EXCERPTED TEXT ::
____________

# Lang 36 patio?



## Psw757 (Apr 18, 2020)

Anyone with a newer build that can comment on over fit and finish of paint and welds and any issues?

Anyone add any options that are worthwhile? I’m wanting the lower racks to pullout, anyone have any photos of this?


----------



## jcam222 (Apr 18, 2020)

I am sure you will get answers here but if you want a lot of opinions quick I’d join the Lang Facebook group. It’s very a active.


----------



## Psw757 (Apr 18, 2020)

jcam222 said:


> I am sure you will get answers here but if you want a lot of opinions quick I’d join the Lang Facebook group. It’s very a active.


I unfortunately am not a supporter of Facebook so that is a no go.


----------



## sawhorseray (Apr 18, 2020)

Welcome to SMF from Gilbert, AZ! It's not a bad idea to post your location when you sign up. There are a ton of quality offsets out there made all across the country. The good are heavy, it's the shipping that'll drive up the price. RAY


----------



## Psw757 (Apr 18, 2020)

I’ve been looking for a while and it has come down to Lang, Pits by JJ and Shirley. I think I ruled Shirley out on the shipping quote I got of $850 . Over $400 more than the shipping from the other two. Have to draw the line somewhere on the budget.


----------



## Alphonse (Apr 18, 2020)

I find FB groups to yield answers that are full of "pride of ownership"  and if you are looking for truly independent answers, that may not be the best place to inquire anyway.

Ref. Shirley shipping, I think he uses a "hot shot" type hauler and that drives the freight cost up.   

My view of Lang is that they seem to be a bit rough as compared to some of the others.  But they have a huge following and must perform well.  I remember reading recently that he was looking into building some relationships with stocking dealers.  Not sure where that is at the moment and betting that hasn't been achieved yet.  

Have you had a chance to look one over closely or are you in the same boat as many and going to have to buy one just based on your research and photos?

This is a great forum but there are some others that seem to have more membership that is focused on stick burners and you may get more exposure to Lang owners there.

____________

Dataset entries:
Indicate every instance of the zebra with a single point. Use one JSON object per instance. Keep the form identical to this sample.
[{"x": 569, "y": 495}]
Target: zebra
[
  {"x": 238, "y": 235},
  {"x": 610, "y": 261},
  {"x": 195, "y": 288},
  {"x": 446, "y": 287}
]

____________

STATED PROBLEM :: Repeat, word for word, the passage of the Lang 36 forum thread from "Anyone with a" to "jcam222 (Apr 18, 2020)".

OUTPUT FOR THIS EXERCISE ::
Anyone with a newer build that can comment on over fit and finish of paint and welds and any issues?

Anyone add any options that are worthwhile? I’m wanting the lower racks to pullout, anyone have any photos of this?


----------



## jcam222 (Apr 18, 2020)